Tasks →
1. From the interview with Abigail Thomas, reproduce the passage between "What Comes Next took" and "is irresistibly funny.", inclusive.
2. Continue the interview with Abigail Thomas from the point at which it stops.

Supplied text →
▶

Abigail Thomas is the author of three form-shattering memoirs: Safekeeping: Some True Stories from a Life; A Three-Dog Life; and, most recently, What Comes Next and How to Like It. A national best seller, A Three-Dog Life was named one of the best books of 2006 by the Los Angeles Times and the Washington Post. About her first memoir, Bomb magazine wrote: “Safekeeping . . . is comprised of small, astonishing moments which have been strung together in a wholly fresh and gorgeous way. Many of these moments are handled in the brevity of a paragraph, consistently humble and beautiful; a palm which has been opened for us.” Thomas lives, writes, and paints in Woodstock, New York.
CA: Your most recent memoir, What Comes Next and How to Like It, has received an incredible amount of praise. After reading the memoir I felt I needed to sit for a spell and soak it in, then immediately read it again. The last chapter or piece, “Love,” was so perfectly spare yet full; I won’t soon forget the line “Love is roomy.” I am interested, then, in knowing more about how you approached writing this memoir. Safekeeping is also a memoir-in-bits, if you will, though the tone is entirely different than that of What Comes Next and How to Like It. Did you intend to write another memoir when you started this book? How did you know what pieces would work in this particular book?
I started writing Safekeeping after the death of my second husband. I do think loss is the impetus for a lot of memoir. I had no idea what I was doing, or whether it would amount to anything, but the pieces kept coming. At some point I must have known I was writing some sort of book but nothing was clear. I had thought whatever it was would end with Quin’s death, but then I realized wait, I’m not dead yet, and that gave me the rest of the book. Also the reason I write such short pieces is that if I’ve hit it right, there’s no point in blathering on. When it’s done, it’s done. The last essay in Safekeeping took me longer to write than the whole rest of the book, that was the experience I wanted to end with. It’s always helpful to finally know where you want to end because then you begin to realize what more you have to write to earn the ending.
What Comes Next took seven years to write, over and over, throwing out, writing more, it was hell. and then realizing the story of Chuck and Catherine and me wasn’t really much of a story, except that what might have been the end of a friendship turned into a deeper one. Also Chuck is irresistibly funny.

◀

Data for analysis →
▶

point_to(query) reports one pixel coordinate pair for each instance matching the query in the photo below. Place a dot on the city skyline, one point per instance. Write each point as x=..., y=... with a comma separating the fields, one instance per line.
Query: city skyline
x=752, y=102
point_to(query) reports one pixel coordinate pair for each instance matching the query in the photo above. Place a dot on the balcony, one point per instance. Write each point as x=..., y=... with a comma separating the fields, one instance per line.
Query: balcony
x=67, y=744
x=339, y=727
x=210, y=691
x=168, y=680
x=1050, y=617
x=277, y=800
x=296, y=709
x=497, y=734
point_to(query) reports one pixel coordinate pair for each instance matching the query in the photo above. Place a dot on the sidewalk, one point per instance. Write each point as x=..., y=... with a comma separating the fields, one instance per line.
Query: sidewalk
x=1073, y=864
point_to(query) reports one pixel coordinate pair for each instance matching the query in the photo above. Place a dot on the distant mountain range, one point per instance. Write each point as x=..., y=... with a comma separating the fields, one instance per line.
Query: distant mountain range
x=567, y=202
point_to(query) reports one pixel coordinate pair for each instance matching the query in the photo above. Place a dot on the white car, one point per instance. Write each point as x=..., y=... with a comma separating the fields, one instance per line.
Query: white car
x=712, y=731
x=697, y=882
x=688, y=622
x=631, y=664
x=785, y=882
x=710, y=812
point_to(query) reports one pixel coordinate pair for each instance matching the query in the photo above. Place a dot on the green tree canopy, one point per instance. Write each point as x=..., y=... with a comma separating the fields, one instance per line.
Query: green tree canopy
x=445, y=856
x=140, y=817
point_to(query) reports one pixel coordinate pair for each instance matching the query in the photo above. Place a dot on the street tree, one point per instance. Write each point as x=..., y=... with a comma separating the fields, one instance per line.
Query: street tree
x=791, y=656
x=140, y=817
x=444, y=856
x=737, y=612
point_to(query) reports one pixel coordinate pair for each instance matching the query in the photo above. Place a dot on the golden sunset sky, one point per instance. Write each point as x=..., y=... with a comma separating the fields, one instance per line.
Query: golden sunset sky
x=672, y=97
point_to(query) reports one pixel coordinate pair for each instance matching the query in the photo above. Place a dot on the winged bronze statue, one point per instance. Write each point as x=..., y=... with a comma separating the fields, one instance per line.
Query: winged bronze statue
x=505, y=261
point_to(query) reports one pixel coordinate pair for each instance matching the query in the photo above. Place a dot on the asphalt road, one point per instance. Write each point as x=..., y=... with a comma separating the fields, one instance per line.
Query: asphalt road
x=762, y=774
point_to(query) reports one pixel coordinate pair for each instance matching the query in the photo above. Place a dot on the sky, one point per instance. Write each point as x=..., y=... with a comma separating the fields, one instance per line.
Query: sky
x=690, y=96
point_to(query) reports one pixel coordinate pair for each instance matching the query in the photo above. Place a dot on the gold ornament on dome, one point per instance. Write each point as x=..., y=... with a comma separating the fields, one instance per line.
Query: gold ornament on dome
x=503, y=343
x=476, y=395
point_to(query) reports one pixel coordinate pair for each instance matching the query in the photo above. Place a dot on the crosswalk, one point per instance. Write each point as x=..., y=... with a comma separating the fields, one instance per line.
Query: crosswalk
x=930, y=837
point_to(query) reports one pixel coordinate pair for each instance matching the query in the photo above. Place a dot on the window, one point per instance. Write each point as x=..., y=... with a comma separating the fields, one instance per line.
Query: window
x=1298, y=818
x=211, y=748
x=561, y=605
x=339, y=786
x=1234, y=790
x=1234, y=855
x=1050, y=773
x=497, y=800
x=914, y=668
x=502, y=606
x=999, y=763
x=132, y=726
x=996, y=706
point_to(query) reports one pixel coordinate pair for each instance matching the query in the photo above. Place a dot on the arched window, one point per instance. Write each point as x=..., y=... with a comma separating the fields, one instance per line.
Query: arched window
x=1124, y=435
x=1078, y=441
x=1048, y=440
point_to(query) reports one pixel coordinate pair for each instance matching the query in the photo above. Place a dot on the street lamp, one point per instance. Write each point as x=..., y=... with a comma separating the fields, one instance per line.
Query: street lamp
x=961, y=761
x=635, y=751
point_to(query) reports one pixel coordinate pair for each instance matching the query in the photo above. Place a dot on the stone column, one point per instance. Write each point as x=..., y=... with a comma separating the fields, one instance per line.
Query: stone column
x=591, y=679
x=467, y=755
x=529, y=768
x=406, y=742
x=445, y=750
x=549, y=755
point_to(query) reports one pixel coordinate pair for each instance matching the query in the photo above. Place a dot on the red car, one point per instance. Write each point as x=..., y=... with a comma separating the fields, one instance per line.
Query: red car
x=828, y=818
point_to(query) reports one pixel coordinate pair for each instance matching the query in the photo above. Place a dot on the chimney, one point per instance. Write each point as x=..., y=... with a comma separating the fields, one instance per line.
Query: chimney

◀

Answers to the exercises →
1.
What Comes Next took seven years to write, over and over, throwing out, writing more, it was hell. and then realizing the story of Chuck and Catherine and me wasn’t really much of a story, except that what might have been the end of a friendship turned into a deeper one. Also Chuck is irresistibly funny.

2.
When Catherine was diagnosed with cancer, I stopped writing. I didn’t want to and couldn’t, until Daphne ran away with her wig. And the way our friendship deepened further after cancer was an important part of what is a continuing story. Can’t really say much more about it. But just goes to show how important failure is. get it wrong until you get it right.
I really never know beforehand what I’m doing or how I’m doing it. I just hang on and write. These books could only have been written the way I wrote them. It’s up to every writer to figure out the form. I just don’t seem to have a choice in the matter.
CA: The fragmented style of Safekeeping and What Comes Next and How to Like It is so effective in both these memoirs. Somehow, the many, many small pieces, which don’t always seem related, come together into a fully realized whole. Was this choice of form deliberate, or was this fragmentation perhaps the only way you felt you could convey the story or narrative effectively? Do you think that certain stories require fragmentation while others require more traditional form?
Let’s see. First, I have a terrible memory except for what I remember, and any kind of chronological memoir would have been not only impossible for me, but also criminally boring because I hate chronology and don’t even believe in it. So the fragmentary writing is the only way I can write. Putting it together, and making sure I have fed it what it needs, is the hard part.
With What Comes Next, a chronological narrative would have bored me to death. (Plus memory full of holes.) Plus parts of life that were not part of this particular story. What I do remember, I remember very well. I have come to appreciate small stories and moments, seemingly attached to nothing, so the power (if there is power) standing more or less alone, works better.
CA: I promised to keep the interview short, but my last question is perhaps a little cheeky: You’ve spoken about an assignment that you give to your workshops that requires your students to tell their story entirely in three-word sentences. I’d love to see what you’d do with that assignment; could you tell a very short story, in three-word sentences, about something you’ve done in the last week or two?
Three word sentences? No can do. Never did it. Much too hard. Mind goes blank.
Emily Moses is the editor in chief of Café Américain and a second-year candidate in the American University’s Creative Writing MFA program.